### Auszug
• • •

Wenn Ihr eine Ahnung habt, würd ich mich echt freuen  Vielleicht gibt es ja sogar einen Link darüber;+

Im voraus schon mal vielen Dank für Eure Antworten


----------



## Carpcatcher2001 (25. Oktober 2002)

Könnte mir vorstellen, das die Gewässer, wo die Cypros gefangen wurden sehr viele Krebse beinhalten (Forellenfleisch wird meineswissens auch nur durch die Fütterung mit Garnelen rot), weiß es aber nich genau.

PS: lasst die armen Karpfen doch wieder schwimmen.... :a


----------



## TommyD (25. Oktober 2002)

HI
Also ich sage auch das der Carp in nem Gewässer gefangen wurde wo viele Krebse leben oder er kommt aus einer Teichzucht wo mit Forellenfutter mit Karoting gefüttert wurde.

Gruß:
_____TommyD


----------



## hsobolewski (25. Oktober 2002)

• • •

### Bereitgestellte Daten
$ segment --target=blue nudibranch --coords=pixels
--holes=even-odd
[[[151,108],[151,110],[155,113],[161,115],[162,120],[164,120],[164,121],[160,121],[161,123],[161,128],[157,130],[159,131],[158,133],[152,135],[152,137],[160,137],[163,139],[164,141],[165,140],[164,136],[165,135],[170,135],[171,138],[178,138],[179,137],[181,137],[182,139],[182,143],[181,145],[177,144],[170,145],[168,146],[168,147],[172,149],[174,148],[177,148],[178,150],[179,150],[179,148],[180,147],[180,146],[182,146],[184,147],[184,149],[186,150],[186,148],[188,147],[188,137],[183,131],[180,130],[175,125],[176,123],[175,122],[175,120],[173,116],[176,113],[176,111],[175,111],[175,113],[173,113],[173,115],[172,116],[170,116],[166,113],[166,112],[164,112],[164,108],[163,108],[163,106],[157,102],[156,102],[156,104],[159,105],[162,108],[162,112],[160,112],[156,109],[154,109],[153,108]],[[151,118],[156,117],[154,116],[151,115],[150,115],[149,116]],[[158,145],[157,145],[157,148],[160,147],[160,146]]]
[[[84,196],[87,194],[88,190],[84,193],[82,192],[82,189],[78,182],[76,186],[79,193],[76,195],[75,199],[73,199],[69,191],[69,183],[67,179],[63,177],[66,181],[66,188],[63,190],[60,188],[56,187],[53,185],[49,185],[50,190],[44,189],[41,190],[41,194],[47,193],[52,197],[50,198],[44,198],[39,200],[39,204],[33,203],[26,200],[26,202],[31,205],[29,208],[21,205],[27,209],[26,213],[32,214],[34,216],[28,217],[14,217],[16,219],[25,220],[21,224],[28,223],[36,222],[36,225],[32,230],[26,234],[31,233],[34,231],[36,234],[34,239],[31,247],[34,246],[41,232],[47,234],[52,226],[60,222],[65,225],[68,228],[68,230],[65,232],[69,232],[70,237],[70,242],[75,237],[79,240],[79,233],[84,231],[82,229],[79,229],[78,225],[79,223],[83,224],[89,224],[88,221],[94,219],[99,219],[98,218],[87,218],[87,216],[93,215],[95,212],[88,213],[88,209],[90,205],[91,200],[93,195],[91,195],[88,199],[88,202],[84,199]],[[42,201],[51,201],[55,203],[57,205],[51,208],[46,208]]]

• • •

### Aufgabe
Gib aus dem Auszug alles von „Wenn Ihr eine“ bis hinunter zu „Carpcatcher2001 (25. Oktober 2002)“ wortgetreu wieder.

### Ergebnis
Wenn Ihr eine Ahnung habt, würd ich mich echt freuen  Vielleicht gibt es ja sogar einen Link darüber;+

Im voraus schon mal vielen Dank für Eure Antworten


----------



## Carpcatcher2001 (25. Oktober 2002)